Compiti da svolgere:
(a) Nell'intervista sul jazz, intorno a quale anno Giovanni ha cominciato a frequentare il corso jazz al conservatorio di Milano?
(b) Puoi scrivere il seguito dell'intervista sul jazz, partendo subito dopo l'ultima frase riportata?

Testo di lettura:
________________________

T.T.: Giovanni ha cominciato a frequentare le lezioni del mio corso jazz al conservatorio di Milano intorno al 2000. Si stava avvicinando al jazz dopo un'esperienza classica di alto livello e ho capito subito che oltre ad un'ottima padronanza strumentale possedeva molte qualità ed una personalità molto originale che andava lasciata sviluppare, senza costringerla dentro linguaggi troppo codificati. Giovanni arrivava alle due e se ne stava lì fino alla fine del corso suonando ininterrottamente, assimilando le forme organizzative del jazz e mettendo sempre di più a punto la sua "visione" musicale, discutendone a lungo con me. Così abbiamo passato insieme molte ore di studio e di discussione ed il fatto di collaborare dopo qualche anno è venuto naturale. In quanto alla diversità dei nostri mondi espressivi sono in realtà molto più compatibili di quello che possa sembrare perchè poggiano su molti pilastri in comune anche se le nostre formazioni e i nostri caratteri sono decisamente diversi. Stylus Q è certamente un progetto che mi interessa molto e mi dispiace che non abbia ancora avuto la visibilità che meriterebbe.
AAJ: Questo fa inevitabilmente scivolare il discorso sul problema del mercato discografico e sulle effettive opportunità che i musicisti hanno di suonare in pubblico. Qual è il tuo pensiero in proposito?

________________________

Estratto dei dati:

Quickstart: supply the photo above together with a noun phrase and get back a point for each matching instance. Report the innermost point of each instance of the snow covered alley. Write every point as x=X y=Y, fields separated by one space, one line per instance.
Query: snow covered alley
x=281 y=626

________________________

Risultati dei compiti:
(a) Intorno al 2000.

(b)
T.T.: In realtà la dissoluzione progressiva del mercato discografico sta correndo oltre il necessario almeno per quanto riguarda il jazz. C'è molta gente, come me, che è disposta a pagare il CD (magari non 25 euro!) pur di avere l'oggetto, la copertina e tutte le informazioni necessarie e soprattutto un luogo dove trovarlo, ma ormai si segue a rotta di collo una tendenza che non è uguale per tutti i generi. Questo è dimostrato tra l'altro dalla rinascita del mercato dell'LP. In Italia poi si è sviluppata tantissimo la cultura della parziale o intera autoproduzione attraverso le case discografiche che così si sono spesso impigrite producendo molti CD ma in realtà non adempiendo adeguatamente ad uno dei loro compiti primari: la promozione di pochi artisti scelti. Chi avrà il coraggio, magari con nuovi mezzi ed idee, di perseguire questa strada farà cose interessanti.
In quanto alle possibilità di proporre nuova musica il problema è che da noi esistono pochissime vere figure di operatori che creano eventi culturali basati non solo sul nome di richiamo ma sulla fiducia che l'operatore stesso ha acquisito rispetto ai propri spettatori, proponendo cose di qualità. Tutti gli altri si affidano a pacchetti, per la verità spesso molto ben confezionati, che conquistano buona parte del mercato e diminuiscono la varietà. Questo è veramente un grandissimo problema in particolare per tanti giovani bravi musicisti che fanno una fatica pazzesca ad essere notati o recensiti.
Altro discorso andrebbe fatto a proposito dei potentissimi uffici stampa che di fatto condizionano pesantemente la percezione di determinati fenomeni musicali. Questo per fortuna non riguarda granchè il jazz ma sto assistendo in questi ultimi anni a promozioni di artisti pompati a dismisura (cosa di discutibile gusto ma comunque lecita per un ufficio stampa) attraverso l'uso di menzogne colossali che nessuno si preoccupa di verificare e stigmatizzare. E' un fenomeno preoccupante probabilmento influenzato da una diminuita funzione critica della stampa e dal suo progressivo concedersi a necessità commerciali (case discografiche, pubblicità, etc).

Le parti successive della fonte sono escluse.